* PAGE TEXT
Care for your cows; care for your industry

Well, our last sale of the season is in the books. We sold 1221 head for $1,609,625.05. Cow prices were a bit lighter but normal for the market and time of the year. We had another group of excellent quality calves. The calves are looking really sharp right now with the start of their winter coat. At this sale we also sold some bred cows. This is an area that I think the board needs to work on. We will have to develop some protocol on preg. checking, what the cattle are bred to, vaccination/deworming programs etc. You really do need to be careful when adding new animals to your farm so information like this will help with selling. The other thing is we want bred cows that are worthy of being sold as such. I am not saying ANY of these cows were not worthy of being sold as a bred cow, but we should not confuse a bred cow as way to get something off your farm that was perhaps miserable or not milking etc. This is all coffee shop talk, but it certainly made me think that we have some work to do. The other thing is preg. checking. If the checks are not done at the Sales Barn, it must be made clear when the checks were completed on farm. This doesn’t happen often, but a cow can slip her calf and it needs to be clear that she was pregnant on a certain date. The other thing that needs to be addressed going forward are compromised or unfit animals. Animals that are not fit to be loaded, (sore feet, legs, sick, thin – this can be easily found on-line) CANNOT be loaded and dropped off at the Sales Barn. The Canadian Food Inspection Agency (CFIA) fines are large, and no one wants to be a part of anything like this. If you have animals like this DO NOT PUT THEM ON A LIVESTOCK TRAILER. We will not accept these animals at the sales barn, and you will have to take them home. CFIA does inspect our barn and we want no part of this situation. There is a lot of pressure and regulation on the livestock hauler these days and there are no exceptions for the Rainy River District. If you want any literature on this, I would be more than happy to pass it along to you. These items will be added to future discussion of the board of RRCA, and our AGM will happen is January and we are open to opinions and ideas.

* INFORMATION PROVIDED

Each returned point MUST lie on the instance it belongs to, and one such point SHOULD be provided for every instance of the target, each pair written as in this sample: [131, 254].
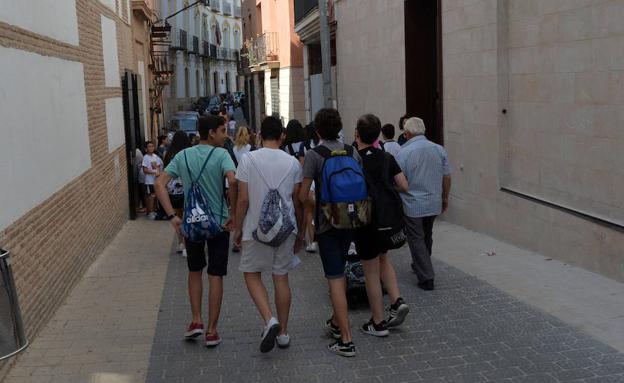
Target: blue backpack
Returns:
[199, 222]
[343, 197]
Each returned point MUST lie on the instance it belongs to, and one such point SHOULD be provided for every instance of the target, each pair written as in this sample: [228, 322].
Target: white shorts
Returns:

* WORK REQUEST
According to the sale report, how many head were sold at the last sale of the season, and for what total? These rows have nothing to do with the sale report.

* RESPONSE TO THE EXERCISE
1221 head for $1,609,625.05.